Job
Which lines of the material below contain the string "plant"? Pick out and copy each of them, treating uppercase and lowercase letters as distinct.

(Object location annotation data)
───

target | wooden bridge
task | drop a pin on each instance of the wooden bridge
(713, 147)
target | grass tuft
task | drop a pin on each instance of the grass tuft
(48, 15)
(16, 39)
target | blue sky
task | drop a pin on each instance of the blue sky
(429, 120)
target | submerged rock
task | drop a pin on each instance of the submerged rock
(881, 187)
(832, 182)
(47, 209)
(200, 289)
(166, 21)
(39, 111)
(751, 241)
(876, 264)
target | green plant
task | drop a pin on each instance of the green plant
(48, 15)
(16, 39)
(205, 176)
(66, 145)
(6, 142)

───

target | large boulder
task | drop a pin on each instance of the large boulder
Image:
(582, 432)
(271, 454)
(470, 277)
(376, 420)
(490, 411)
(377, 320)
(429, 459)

───

Correct output
target | green plant
task | drop a pin on each instance of the green plant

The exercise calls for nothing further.